▶ [ФРАГМЕНТ ТЕКСТА]:
Сочетание в одном человеке
земной природы и неземной
силы таланта – само по себе
создает интригу, конфликт, напряжение.
И. Лукьянова
Общение двух великих людей протяженностью в жизнь. Удачи и кризисы, восхождения и падения, творческий поиск и повседневность – все интересно, особенно, если это колоссы ушедшего века – Натан Мильштейн и Владимир Горовиц.
Из давних времен приходят к нам примеры вдохновенной и многолетней дружбы Давида и Ионафана, Руфи и Ноеминь, Иисуса и Лазаря, Марии и Марфы. Многократно описано товарищество Герцена и Огарева, Шаляпина и Рахманинова, Куинджи и Менделеева, Листа и Вагнера, Чайковского и Рубинштейна, Прокофьева и Мясковского.

▶ [ВЫДЕРЖКИ ИЗ ДАННЫХ]:
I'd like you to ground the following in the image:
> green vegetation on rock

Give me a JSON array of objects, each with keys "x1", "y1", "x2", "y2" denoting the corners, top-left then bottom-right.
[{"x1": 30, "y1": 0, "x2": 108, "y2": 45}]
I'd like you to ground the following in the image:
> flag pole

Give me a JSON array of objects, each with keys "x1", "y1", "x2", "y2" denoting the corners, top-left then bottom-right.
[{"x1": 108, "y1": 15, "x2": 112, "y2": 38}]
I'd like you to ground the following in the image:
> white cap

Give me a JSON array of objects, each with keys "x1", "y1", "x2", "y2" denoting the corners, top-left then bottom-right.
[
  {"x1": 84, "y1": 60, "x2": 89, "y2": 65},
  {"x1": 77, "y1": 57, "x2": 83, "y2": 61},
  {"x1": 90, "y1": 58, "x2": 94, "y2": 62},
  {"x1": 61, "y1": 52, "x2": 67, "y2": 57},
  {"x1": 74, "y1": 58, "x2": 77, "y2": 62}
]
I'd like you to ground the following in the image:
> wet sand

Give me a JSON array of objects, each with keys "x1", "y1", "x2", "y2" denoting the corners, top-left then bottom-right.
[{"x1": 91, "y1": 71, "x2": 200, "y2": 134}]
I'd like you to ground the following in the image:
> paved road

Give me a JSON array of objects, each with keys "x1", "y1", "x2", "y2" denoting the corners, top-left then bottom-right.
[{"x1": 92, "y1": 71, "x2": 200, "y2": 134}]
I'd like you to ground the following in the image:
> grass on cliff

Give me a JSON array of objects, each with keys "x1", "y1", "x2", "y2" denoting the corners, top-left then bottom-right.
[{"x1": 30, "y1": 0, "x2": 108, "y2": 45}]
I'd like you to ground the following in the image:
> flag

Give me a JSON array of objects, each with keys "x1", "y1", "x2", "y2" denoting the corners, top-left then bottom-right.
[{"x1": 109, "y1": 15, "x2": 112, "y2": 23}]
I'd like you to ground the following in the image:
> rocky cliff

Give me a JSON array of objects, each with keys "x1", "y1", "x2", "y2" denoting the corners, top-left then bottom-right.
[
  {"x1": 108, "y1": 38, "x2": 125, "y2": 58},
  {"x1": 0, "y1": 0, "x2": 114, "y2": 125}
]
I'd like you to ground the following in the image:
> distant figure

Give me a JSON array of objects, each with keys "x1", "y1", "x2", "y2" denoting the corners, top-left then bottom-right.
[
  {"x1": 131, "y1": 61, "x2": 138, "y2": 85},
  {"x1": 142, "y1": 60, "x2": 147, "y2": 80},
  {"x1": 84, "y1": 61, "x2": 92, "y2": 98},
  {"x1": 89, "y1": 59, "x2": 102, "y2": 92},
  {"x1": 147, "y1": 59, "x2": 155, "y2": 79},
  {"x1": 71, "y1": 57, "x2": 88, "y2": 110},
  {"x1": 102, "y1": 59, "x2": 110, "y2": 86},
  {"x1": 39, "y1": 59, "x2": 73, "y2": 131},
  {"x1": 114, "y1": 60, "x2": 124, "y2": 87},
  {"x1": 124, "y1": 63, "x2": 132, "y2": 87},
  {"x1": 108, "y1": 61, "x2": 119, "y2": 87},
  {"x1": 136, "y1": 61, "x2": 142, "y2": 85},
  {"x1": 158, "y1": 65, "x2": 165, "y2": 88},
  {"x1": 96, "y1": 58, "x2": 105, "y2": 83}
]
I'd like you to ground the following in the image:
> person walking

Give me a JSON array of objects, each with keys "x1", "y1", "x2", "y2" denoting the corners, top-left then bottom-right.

▶ [ЗАДАНИЕ]: Перепечатайте без изменений часть текста о Натане Мильштейне и Владимире Горовице: всё, начиная со слов «И. Лукьянова» и вплоть до слов «и Владимир Горовиц.».

▶ [ОБРАЗЕЦ РЕШЕНИЯ]:
И. Лукьянова
Общение двух великих людей протяженностью в жизнь. Удачи и кризисы, восхождения и падения, творческий поиск и повседневность – все интересно, особенно, если это колоссы ушедшего века – Натан Мильштейн и Владимир Горовиц.